-- Source start --

I’d say most of the families that live in my neighborhood here in Sac are living on $70k a year or less. I often feel as if BA people are either very rich compared to everyone else or just seriously out of touch.

I would say they are seriously out of touch.

On the other hand, the economy appears more and more to be a zero sum game.

50   surfer-x   2006 Sep 15, 5:58pm  

Remember, it’s not all or nothing. The bottom can come up even as the top is coming down.

I'm sorry Randal H. Esq., but did you mention "top", "bottom" and "SF" in the same sentence?

51   surfer-x   2006 Sep 15, 6:02pm  

’68 Camaro with a ’68 Ferrari

Dude, come on now. '68 Z/28 convertible, one made, priceless, '68 SS/RS 375HP convertible, also very high priced. It's all relative.

52   surfer-x   2006 Sep 15, 6:17pm  

But more generally, our perceptions are molded on the American post-WWII experience AKA best of times. There’s no guarantee that values of any property, prime or ghetto, will hold up if the macros weaken for good.

Do you have a sister that's around 35? If so I need a fast car and an alibi.

-- Source end --
-- Provided data start --

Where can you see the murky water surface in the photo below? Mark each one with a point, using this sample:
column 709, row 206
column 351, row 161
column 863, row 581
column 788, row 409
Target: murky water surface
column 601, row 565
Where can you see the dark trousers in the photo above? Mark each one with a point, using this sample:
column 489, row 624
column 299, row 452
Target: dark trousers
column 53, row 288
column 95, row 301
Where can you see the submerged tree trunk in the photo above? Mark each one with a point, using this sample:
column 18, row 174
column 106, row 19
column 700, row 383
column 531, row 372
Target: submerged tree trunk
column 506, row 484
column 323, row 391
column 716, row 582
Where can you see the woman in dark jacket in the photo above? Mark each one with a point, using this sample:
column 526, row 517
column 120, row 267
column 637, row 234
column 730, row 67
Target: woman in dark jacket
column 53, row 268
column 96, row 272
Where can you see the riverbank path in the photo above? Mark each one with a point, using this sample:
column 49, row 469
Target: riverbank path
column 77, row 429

-- Provided data end --
-- Provided data start --

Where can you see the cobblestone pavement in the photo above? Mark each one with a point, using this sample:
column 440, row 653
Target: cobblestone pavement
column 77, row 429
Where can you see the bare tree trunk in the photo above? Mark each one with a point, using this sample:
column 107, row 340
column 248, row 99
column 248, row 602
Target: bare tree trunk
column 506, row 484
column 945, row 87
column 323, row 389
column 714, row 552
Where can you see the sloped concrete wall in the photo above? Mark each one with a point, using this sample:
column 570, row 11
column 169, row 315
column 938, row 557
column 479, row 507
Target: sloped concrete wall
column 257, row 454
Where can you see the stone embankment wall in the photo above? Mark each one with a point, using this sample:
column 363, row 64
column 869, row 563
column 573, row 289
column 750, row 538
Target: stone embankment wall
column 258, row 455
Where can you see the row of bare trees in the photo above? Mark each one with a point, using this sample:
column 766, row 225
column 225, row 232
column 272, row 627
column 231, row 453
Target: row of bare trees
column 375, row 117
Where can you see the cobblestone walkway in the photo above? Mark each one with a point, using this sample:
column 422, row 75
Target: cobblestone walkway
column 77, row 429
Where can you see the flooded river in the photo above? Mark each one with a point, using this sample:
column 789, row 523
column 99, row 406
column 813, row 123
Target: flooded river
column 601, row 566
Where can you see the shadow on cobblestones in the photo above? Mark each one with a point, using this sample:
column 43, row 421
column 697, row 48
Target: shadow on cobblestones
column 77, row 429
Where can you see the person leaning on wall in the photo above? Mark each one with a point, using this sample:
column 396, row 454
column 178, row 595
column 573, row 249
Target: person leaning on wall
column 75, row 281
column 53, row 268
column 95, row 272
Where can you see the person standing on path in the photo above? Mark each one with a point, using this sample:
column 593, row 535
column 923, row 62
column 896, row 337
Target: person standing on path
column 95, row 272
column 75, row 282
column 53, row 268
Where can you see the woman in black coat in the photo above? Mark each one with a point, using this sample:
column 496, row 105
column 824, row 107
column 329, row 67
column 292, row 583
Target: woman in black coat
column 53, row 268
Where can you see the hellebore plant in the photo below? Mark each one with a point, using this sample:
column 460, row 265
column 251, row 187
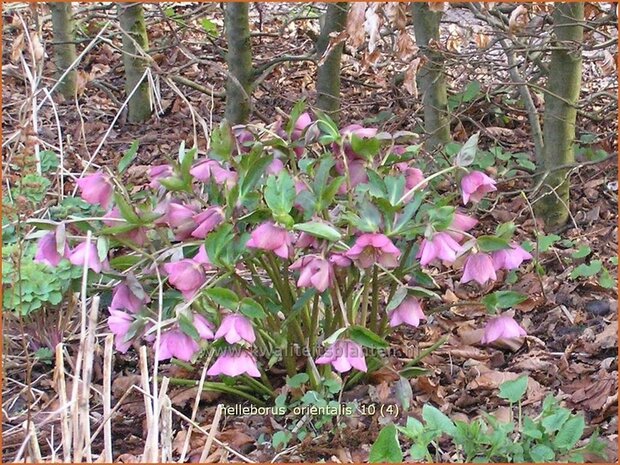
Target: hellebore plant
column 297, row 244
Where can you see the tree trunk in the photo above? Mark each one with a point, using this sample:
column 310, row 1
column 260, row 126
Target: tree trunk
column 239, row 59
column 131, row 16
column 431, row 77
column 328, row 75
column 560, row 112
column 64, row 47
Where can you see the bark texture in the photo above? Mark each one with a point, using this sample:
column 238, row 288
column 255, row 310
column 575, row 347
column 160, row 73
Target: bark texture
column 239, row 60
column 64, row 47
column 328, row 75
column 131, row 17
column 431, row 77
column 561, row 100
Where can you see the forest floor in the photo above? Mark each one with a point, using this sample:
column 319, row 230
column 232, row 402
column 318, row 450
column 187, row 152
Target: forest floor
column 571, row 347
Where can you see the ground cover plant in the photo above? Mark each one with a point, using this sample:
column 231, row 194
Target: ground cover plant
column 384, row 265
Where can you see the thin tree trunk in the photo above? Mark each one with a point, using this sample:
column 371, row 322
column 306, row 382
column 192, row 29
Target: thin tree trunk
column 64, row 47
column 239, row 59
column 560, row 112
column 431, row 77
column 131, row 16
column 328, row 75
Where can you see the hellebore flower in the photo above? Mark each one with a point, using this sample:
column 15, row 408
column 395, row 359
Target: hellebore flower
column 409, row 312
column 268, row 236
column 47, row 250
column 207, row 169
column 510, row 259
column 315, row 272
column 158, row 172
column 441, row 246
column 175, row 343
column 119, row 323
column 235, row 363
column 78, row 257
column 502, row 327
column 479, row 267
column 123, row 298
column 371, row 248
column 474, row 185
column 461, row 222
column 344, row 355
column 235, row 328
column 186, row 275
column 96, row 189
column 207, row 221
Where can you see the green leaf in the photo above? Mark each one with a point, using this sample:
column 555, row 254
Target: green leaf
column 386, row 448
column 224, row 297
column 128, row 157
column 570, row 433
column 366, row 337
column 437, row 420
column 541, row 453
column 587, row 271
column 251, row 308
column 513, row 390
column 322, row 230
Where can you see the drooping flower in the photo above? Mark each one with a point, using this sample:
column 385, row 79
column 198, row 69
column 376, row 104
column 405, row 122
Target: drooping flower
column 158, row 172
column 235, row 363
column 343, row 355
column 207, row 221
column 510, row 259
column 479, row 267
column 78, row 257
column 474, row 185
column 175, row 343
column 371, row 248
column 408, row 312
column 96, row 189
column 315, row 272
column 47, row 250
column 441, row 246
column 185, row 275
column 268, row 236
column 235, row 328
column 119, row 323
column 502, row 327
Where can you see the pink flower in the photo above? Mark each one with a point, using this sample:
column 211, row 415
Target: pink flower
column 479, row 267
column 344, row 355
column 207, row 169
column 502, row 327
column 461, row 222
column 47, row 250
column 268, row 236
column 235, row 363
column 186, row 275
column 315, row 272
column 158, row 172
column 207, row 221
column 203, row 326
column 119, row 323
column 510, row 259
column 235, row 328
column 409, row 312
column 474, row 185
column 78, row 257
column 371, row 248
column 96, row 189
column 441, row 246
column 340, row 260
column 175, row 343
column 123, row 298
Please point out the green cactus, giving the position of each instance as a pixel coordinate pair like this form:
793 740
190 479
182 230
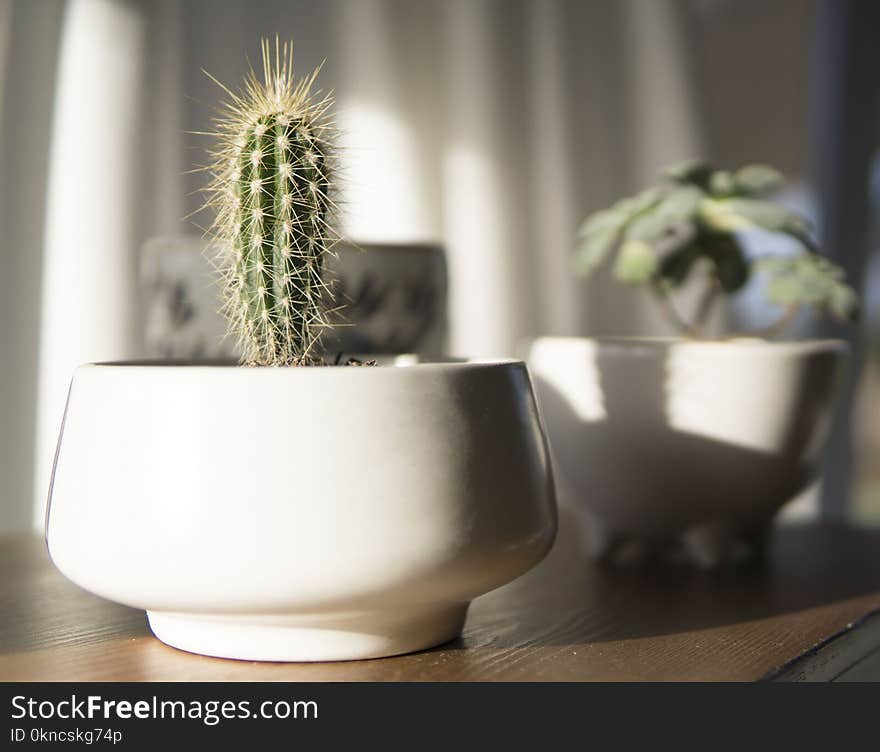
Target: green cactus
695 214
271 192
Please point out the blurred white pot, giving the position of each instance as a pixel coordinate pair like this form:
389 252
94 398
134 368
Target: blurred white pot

-- Provided data end --

_List of tasks_:
1. In the forum thread, what yearly income does the first poster say most families in their Sac neighborhood live on?
2. Set down word for word the passage of the forum thread that begins at the words "On the other" and stops after "the same sentence?".

_In response_:
1. $70k a year or less.

2.
On the other hand, the economy appears more and more to be a zero sum game.

50   surfer-x   2006 Sep 15, 5:58pm  

Remember, it’s not all or nothing. The bottom can come up even as the top is coming down.

I'm sorry Randal H. Esq., but did you mention "top", "bottom" and "SF" in the same sentence?